____ DOCUMENT EXCERPT

It is with extreme caution that I approached my first laps of Estoril, the old Formula One circuit near Lisbon.
The seven-speed gearbox is an antiquated single-clutch automated manual. It’s brutal, shaking you violently on upshifts unless you ease off the throttle for a split second at exactly the moment you flick the paddle shifter.
With 760 horsepower (20 more than previous top-dog Aventador SV) and a beefier torque curve, the V-12 gets the car from 0 to 100 km/h in 2.8 seconds and to 200 km/h in 8.6. But because there’s no sudden surge of turbo-induced torque, speed builds progressively, like an orchestra tuning up. It’s deceptively fast.
Technology has fixed the Aventador’s roughest edges. Lamborghini figured out a way to decouple the all-wheel drive powertrain from the front axle as you turn into corners. The SVJ also gets the rear-wheel steering introduced in last year’s Aventador S. Combined, these two systems mean the Aventador SVJ actually turns properly now, even eagerly. Its handling is, at long last, as sharp as its looks.
From Lambo’s Huracan Performante, the SVJ takes the ingenious “ALA” aero-vectoring technology. Through corners, it stalls the outside half of the rear wing – reducing downforce – while maintaining downforce on the inside half of the wing, effectively dragging the car through turns and reducing understeer.
At Estoril, after a few getting-to-know-you laps, the SVJ could be pushed harder and faster than anyone would’ve dared with the old car. It offers a level of driver engagement the old SV never could. Turn-in understeer has mostly been banished. Mid-corner, the car feels balanced, where you can now adjust its attitude with the throttle. A few degrees of under or oversteer are possible, even in Sport and Corsa modes with electric stability control engaged.

________
____ DATA FOR REVIEW

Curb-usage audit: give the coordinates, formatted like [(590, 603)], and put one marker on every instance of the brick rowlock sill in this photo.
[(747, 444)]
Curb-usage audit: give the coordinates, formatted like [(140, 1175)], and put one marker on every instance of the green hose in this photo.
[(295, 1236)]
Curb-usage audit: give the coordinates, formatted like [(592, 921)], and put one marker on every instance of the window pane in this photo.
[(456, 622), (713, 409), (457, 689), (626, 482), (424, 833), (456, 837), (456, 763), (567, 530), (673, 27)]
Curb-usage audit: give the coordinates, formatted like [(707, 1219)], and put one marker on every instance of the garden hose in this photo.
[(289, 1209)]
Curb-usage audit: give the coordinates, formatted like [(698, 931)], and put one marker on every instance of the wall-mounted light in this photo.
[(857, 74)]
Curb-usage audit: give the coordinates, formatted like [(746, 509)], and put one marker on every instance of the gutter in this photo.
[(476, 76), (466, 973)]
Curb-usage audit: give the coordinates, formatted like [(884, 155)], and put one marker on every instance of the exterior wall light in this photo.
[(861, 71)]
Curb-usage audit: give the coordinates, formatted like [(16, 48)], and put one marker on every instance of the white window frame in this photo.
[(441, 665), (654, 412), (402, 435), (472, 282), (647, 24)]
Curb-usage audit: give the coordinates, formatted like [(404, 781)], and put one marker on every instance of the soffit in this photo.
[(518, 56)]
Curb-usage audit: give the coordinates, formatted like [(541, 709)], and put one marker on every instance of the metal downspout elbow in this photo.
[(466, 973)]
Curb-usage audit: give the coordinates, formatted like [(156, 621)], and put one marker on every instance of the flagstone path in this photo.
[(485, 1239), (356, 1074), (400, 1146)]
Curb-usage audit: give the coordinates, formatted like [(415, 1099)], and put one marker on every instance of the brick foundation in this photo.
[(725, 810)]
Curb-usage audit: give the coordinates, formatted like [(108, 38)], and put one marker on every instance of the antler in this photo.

________

→ TASK LIST
A – In the Aventador SVJ passage, rewrite the part from "The seven-speed gearbox" to "the paddle shifter.", putting "harsh" in place of "brutal".
B – According to the Aventador SVJ passage, how long does the car take to reach 200 km/h?
C – Decide whether each statement agrees with the Aventador SVJ passage, and quote the words that settle it: (i) The SVJ's V-12 makes 760 horsepower. (ii) The SVJ uses a dual-clutch gearbox. (iii) The SVJ's ALA aero-vectoring technology comes from the Huracan Performante.

→ ANSWERS FOR EACH ITEM
A –
The seven-speed gearbox is an antiquated single-clutch automated manual. It’s harsh, shaking you violently on upshifts unless you ease off the throttle for a split second at exactly the moment you flick the paddle shifter.

B – It reaches 200 km/h in 8.6 seconds.

C –
(i) Yes: "With 760 horsepower (20 more than previous top-dog Aventador SV)"
(ii) No: "The seven-speed gearbox is an antiquated single-clutch automated manual."
(iii) Yes: "From Lambo’s Huracan Performante, the SVJ takes the ingenious “ALA” aero-vectoring technology."